## PROBLEM REQUIREMENTS
What is needed is a word-for-word copy of all the entries, minus the pictures.

## EXERCISE INPUTS
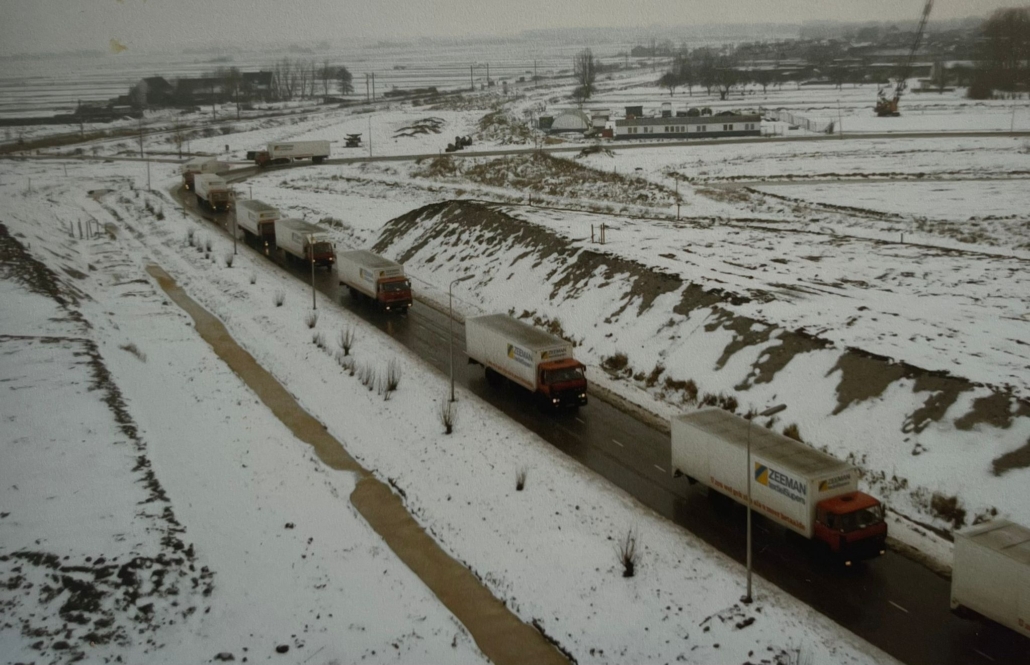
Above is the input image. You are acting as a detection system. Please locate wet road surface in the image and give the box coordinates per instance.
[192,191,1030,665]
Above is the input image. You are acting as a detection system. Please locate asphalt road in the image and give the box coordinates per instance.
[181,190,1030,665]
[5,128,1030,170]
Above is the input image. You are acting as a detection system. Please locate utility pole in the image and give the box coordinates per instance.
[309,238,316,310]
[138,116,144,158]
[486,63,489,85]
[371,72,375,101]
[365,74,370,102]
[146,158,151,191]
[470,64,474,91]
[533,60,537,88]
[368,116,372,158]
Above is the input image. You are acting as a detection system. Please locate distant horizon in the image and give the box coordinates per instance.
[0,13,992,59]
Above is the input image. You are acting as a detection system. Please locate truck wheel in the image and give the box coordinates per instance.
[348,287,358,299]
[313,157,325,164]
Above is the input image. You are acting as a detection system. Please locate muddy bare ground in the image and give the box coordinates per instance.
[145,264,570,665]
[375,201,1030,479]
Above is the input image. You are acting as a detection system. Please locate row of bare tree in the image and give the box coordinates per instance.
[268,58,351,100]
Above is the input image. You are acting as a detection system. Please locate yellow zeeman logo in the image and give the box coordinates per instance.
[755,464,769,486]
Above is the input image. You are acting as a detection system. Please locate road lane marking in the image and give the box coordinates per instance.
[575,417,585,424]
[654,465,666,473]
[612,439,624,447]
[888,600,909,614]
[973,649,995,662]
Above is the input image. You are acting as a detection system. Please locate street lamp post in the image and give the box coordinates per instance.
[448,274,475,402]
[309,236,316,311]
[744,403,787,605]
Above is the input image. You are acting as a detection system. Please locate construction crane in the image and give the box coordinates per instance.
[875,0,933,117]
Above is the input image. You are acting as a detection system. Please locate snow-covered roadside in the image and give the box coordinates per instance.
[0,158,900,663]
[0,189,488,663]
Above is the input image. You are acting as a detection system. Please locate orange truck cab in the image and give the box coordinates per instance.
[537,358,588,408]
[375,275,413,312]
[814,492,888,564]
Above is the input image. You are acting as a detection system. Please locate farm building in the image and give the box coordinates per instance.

## RESPONSE BOX
Above is the input image. You are acting as a detection system. Please locate wet road surface in the image and give the box coordinates per instance.
[192,191,1030,665]
Above is the input image. You are acting as a detection system. Please locate asphalt road in the image and give the box coordinates per instance.
[181,190,1030,665]
[5,128,1030,170]
Above is the input image. You are acting as a detection system. Please locate utility pole in the image and give the box coordinates per instance.
[309,238,316,310]
[138,116,144,158]
[486,63,489,85]
[371,72,375,101]
[365,74,370,102]
[146,158,151,191]
[470,64,474,91]
[533,60,537,88]
[368,116,372,158]
Above is the input image. You are acting as a detection system. Please locate distant horizon in the image and give the box coordinates per instance.
[0,13,992,59]
Above is the input image. You are acting as a detection system. Please locate truck wheel in the image and give the box coordinates per instance.
[348,287,358,299]
[313,157,325,164]
Above is the input image. You are acting as a detection system. Please locate muddy bare ground in the image and give the box coordinates per instance.
[145,264,570,665]
[375,201,1030,479]
Above is the input image. You are acting as a detection system. Please locate row of bare tree in the image and give the box coordinates per instance.
[268,58,351,100]
Above is the input image. You are acting as a detection system. Please locate yellow zeeman logo in the image and give the box coordinates per instance.
[755,464,769,486]
Above is the input image. You are acting as a detection system. Please locate road lane marking in the image and give the box coordinates per instance.
[575,417,585,424]
[654,465,666,473]
[612,439,624,447]
[888,600,909,614]
[973,649,995,662]
Above is the input image. You are acting as a detection system. Please locate street lamp post in the image and give the box coordinates per instance.
[448,274,475,402]
[309,236,316,311]
[744,403,787,605]
Above is the input image. You are acting as a detection system. Please locate construction crane in the image and give the box coordinates per instance.
[875,0,933,117]
Above is the input image. You are acting as a detection system. Please locate snow-covered roadside in the image and give the box coordinates per instance.
[0,158,900,663]
[0,189,488,663]
Above is the input image. You are acting as a detection system. Please locate orange truck cab in the image and give the box coordinates per instance.
[537,358,588,408]
[375,275,413,312]
[814,492,888,564]
Above is the input image. You are acting as a detection system. Please locate farm building in the image and give the box coordinates per instance.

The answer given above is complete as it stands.